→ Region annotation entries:
▶

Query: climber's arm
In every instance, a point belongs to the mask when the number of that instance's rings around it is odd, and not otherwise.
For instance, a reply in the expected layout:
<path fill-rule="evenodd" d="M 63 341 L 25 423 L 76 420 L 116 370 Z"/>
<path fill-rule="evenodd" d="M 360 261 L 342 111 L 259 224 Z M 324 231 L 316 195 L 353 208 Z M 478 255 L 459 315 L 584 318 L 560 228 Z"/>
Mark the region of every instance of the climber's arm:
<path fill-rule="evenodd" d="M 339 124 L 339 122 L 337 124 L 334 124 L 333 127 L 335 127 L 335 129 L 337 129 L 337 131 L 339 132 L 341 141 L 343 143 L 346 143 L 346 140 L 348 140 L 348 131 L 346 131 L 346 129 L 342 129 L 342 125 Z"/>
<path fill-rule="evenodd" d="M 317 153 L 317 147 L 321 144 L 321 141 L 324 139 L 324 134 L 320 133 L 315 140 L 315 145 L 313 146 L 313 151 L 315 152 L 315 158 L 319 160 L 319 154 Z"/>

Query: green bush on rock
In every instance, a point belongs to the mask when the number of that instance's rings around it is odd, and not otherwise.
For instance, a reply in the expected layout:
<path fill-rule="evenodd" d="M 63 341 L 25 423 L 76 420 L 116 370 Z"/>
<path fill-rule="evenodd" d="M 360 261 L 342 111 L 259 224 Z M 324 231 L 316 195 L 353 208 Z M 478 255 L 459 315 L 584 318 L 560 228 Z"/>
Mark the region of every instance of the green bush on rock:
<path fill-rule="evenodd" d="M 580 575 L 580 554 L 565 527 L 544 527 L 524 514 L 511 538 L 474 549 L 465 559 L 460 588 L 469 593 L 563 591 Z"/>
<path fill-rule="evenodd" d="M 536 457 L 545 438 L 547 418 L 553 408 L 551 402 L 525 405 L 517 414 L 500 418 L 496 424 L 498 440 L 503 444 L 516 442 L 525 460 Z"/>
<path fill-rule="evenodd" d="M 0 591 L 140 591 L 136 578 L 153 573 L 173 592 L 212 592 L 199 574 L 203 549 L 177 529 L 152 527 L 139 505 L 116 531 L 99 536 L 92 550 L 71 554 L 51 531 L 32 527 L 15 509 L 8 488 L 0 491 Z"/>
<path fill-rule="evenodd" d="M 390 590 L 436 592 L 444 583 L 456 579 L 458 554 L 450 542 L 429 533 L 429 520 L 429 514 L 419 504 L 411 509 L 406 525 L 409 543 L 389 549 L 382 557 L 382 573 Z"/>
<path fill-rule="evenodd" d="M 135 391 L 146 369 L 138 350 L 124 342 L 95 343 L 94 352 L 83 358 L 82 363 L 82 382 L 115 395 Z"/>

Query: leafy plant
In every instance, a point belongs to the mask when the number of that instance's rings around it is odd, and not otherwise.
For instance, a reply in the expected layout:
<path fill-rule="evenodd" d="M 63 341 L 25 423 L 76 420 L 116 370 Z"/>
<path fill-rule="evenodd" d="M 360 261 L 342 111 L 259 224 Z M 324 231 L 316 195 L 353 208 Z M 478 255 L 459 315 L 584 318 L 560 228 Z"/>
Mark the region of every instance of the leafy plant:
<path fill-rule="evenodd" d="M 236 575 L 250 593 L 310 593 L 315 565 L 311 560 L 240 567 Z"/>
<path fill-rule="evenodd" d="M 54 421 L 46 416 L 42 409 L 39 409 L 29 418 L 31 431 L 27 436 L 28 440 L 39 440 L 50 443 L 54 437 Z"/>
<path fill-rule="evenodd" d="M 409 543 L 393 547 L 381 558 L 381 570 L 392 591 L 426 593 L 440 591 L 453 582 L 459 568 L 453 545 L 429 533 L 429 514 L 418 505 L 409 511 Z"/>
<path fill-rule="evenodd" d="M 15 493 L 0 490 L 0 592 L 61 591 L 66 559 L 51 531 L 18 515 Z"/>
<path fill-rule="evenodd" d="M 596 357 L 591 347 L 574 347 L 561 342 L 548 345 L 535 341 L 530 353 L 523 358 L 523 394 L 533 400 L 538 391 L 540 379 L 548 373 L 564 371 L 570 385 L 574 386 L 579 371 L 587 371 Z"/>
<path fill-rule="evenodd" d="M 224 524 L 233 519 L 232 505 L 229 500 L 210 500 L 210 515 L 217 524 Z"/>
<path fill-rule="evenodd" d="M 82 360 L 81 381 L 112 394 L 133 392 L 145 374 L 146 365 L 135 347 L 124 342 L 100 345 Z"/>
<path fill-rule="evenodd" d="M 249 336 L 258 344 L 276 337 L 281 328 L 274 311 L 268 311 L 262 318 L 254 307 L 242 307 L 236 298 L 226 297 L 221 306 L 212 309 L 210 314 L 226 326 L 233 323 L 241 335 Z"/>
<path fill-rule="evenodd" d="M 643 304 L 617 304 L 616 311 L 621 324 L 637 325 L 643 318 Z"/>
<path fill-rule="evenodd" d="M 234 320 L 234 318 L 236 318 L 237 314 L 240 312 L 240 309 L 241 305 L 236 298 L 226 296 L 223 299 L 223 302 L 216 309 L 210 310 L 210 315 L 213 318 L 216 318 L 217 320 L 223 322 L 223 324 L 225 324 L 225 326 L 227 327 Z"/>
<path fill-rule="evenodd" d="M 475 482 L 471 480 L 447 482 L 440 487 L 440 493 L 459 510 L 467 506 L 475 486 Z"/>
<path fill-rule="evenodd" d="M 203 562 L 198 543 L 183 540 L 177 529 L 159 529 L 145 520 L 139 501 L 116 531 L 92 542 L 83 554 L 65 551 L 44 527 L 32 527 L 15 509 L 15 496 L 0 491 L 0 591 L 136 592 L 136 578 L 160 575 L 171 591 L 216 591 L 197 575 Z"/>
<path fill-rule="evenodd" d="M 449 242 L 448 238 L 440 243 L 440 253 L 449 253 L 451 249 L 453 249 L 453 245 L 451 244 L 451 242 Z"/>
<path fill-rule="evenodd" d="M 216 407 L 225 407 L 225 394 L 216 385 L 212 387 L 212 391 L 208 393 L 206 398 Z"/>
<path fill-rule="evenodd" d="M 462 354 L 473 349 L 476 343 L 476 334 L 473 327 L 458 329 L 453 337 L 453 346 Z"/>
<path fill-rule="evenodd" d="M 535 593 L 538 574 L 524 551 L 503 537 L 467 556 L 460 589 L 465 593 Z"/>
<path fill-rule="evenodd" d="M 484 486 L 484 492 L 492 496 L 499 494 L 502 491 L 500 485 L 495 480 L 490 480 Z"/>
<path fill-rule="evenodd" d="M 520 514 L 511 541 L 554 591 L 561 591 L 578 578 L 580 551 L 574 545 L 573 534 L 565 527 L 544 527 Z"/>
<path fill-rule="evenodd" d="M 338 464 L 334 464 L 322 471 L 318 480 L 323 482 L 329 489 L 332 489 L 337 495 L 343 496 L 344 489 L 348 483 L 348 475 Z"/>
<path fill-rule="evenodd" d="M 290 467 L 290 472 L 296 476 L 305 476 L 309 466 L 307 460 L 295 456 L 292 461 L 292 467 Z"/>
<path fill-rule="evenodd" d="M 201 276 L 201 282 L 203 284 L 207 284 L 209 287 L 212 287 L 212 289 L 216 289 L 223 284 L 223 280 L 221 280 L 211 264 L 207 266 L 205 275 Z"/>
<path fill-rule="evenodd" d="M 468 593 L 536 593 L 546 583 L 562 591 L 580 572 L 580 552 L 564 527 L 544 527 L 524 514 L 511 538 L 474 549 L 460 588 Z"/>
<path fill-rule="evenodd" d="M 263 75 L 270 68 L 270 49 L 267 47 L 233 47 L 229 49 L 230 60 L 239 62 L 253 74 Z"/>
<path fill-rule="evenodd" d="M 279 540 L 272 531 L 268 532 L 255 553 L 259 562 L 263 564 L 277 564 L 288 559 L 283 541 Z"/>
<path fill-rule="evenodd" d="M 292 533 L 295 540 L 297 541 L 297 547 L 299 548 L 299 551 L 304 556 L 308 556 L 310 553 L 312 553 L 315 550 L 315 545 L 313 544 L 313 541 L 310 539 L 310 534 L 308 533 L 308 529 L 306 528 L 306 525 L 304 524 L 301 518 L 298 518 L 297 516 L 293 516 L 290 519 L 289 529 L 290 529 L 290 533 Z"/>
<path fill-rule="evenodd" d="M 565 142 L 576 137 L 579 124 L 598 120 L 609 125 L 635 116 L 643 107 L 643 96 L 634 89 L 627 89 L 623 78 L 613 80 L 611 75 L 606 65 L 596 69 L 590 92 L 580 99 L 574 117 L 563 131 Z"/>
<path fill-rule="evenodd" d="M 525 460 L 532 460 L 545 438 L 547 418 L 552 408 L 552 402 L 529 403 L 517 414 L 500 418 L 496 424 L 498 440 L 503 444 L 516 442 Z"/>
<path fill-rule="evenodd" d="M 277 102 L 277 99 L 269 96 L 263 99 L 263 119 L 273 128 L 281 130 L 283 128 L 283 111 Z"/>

◀

→ Work to do:
Copy out the lines of the listing again word for word, beginning with the line containing "Query: green bush on rock" and ending after the line containing "135 391 L 146".

→ Written response:
Query: green bush on rock
In every instance, a point belongs to the mask when the number of that instance's rings around it is odd, and not otherwise.
For instance, a reply in the expected layout:
<path fill-rule="evenodd" d="M 63 341 L 25 423 L 76 420 L 116 370 Z"/>
<path fill-rule="evenodd" d="M 360 261 L 342 111 L 259 224 Z M 324 231 L 316 195 L 353 208 Z M 478 255 L 459 315 L 584 318 L 560 228 Z"/>
Mark the region of every instance of the green bush on rock:
<path fill-rule="evenodd" d="M 580 575 L 580 554 L 565 527 L 544 527 L 524 514 L 511 538 L 474 549 L 465 559 L 460 588 L 469 593 L 563 591 Z"/>
<path fill-rule="evenodd" d="M 536 457 L 545 438 L 547 418 L 553 408 L 551 402 L 525 405 L 517 414 L 500 418 L 496 424 L 498 440 L 503 444 L 516 442 L 525 460 Z"/>
<path fill-rule="evenodd" d="M 0 591 L 140 591 L 136 578 L 153 573 L 173 592 L 212 592 L 199 574 L 203 549 L 177 529 L 152 527 L 139 505 L 116 531 L 99 536 L 92 550 L 71 554 L 51 531 L 32 527 L 15 509 L 8 488 L 0 491 Z"/>
<path fill-rule="evenodd" d="M 390 590 L 436 592 L 444 583 L 456 579 L 458 554 L 450 542 L 429 533 L 429 520 L 429 514 L 419 504 L 411 509 L 406 525 L 409 543 L 389 549 L 382 557 L 382 573 Z"/>
<path fill-rule="evenodd" d="M 135 391 L 146 369 L 138 350 L 124 342 L 95 343 L 94 352 L 83 358 L 82 363 L 82 382 L 115 395 Z"/>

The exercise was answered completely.